--- Provided passage Enclosed Below ---
GC/HRMS analysis (isotopic dilution method) were performed using a MAT95XL high-resolution mass spectrometer (Finnigan, Bremen, Germany) and a Hewlett-Packard (USA) 6890 Series gas chromatograph equipped with a DB-5MS (30m x 0.25mm x 0.25µm) capillary column (J&W Scientific, Folsom, CA, USA). Procedural blanks (both instrumental and method) and quality control samples were included in the analysis to ensure that the analytical system is maintained under control. TEQs for all congeners were calculated using 2,3,7,8-TCDD TEFs reported by the WHO (1998) (1).
 
 
 
 

Results and Discussion
 
 

Our quality control chart has not shown any significant change for QC samples purified on HCDS regarding GPC samples. Some representative values of the QC chart (95% control limits) illustrated in Figure 1. These only indicate a light tendency of under estimation for HCDS. Figure 2 shows that the tendency is the same for each congeners. This has also been observed for all the matrices considered and the HCDS results were always between 1% and 8% lower than GPC ones (except for sperm whale, 14%).
--- End of Enclosed Provided passage ---
--- Records provided Enclosed Below ---
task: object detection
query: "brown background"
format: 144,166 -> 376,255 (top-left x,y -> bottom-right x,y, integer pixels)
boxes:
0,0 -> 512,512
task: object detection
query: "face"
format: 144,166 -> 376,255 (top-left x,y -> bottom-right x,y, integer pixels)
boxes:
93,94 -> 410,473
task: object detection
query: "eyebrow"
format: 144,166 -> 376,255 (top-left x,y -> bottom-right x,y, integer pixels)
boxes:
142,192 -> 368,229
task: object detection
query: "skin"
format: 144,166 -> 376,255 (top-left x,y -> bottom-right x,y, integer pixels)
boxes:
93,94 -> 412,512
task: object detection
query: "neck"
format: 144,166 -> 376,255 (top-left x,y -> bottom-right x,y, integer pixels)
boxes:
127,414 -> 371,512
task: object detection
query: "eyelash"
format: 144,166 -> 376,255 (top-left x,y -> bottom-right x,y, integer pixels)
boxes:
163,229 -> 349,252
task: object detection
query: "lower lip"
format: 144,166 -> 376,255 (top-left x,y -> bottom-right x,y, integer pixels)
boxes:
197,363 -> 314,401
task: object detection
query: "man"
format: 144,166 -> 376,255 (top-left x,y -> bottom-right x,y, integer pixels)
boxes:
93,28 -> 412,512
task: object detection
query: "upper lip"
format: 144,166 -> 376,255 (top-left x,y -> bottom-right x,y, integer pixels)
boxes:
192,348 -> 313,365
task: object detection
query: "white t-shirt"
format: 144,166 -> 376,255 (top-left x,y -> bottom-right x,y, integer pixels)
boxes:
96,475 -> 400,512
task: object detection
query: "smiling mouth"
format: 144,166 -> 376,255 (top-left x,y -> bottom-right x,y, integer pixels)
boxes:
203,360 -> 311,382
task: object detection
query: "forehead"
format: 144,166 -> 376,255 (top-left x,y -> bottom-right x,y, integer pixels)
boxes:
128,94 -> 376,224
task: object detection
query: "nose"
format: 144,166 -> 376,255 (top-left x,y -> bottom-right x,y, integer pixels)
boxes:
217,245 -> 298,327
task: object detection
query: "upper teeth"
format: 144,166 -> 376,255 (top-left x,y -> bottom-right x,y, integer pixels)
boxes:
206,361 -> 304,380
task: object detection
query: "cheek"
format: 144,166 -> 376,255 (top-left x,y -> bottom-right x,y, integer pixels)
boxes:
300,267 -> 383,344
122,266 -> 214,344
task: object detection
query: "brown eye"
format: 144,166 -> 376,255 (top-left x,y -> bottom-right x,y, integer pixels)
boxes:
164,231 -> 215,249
--- End of Enclosed Records provided ---
--- Records provided Enclosed Below ---
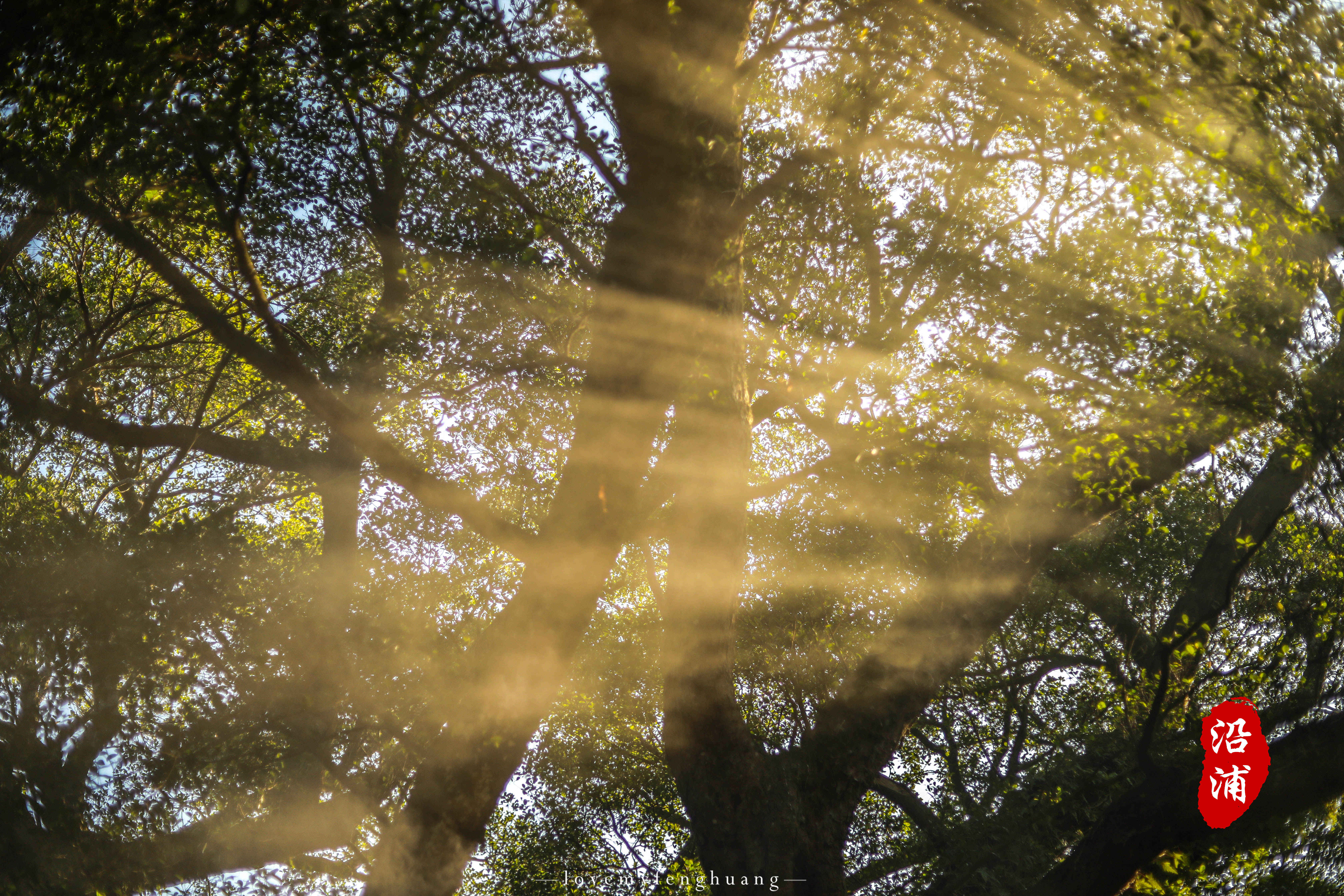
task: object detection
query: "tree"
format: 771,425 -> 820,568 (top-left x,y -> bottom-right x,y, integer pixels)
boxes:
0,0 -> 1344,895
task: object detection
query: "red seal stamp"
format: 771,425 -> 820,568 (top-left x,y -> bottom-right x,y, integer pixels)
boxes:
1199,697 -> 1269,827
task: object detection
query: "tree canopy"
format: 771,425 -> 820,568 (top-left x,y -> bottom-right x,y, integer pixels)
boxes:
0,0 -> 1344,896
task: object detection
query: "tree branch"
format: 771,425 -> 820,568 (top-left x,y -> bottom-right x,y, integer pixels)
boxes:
--- End of Enclosed Records provided ---
## Task requirements:
1 – Can you retype the part of the GC/HRMS passage starting with "Our quality control" and going on through "sperm whale, 14%)."?
2 – Which equipment manufacturers does the GC/HRMS passage name?
None of the entries are used here.

## Outputs by task:
1 –
Our quality control chart has not shown any significant change for QC samples purified on HCDS regarding GPC samples. Some representative values of the QC chart (95% control limits) illustrated in Figure 1. These only indicate a light tendency of under estimation for HCDS. Figure 2 shows that the tendency is the same for each congeners. This has also been observed for all the matrices considered and the HCDS results were always between 1% and 8% lower than GPC ones (except for sperm whale, 14%).

2 – Finnigan, Hewlett-Packard, J&W Scientific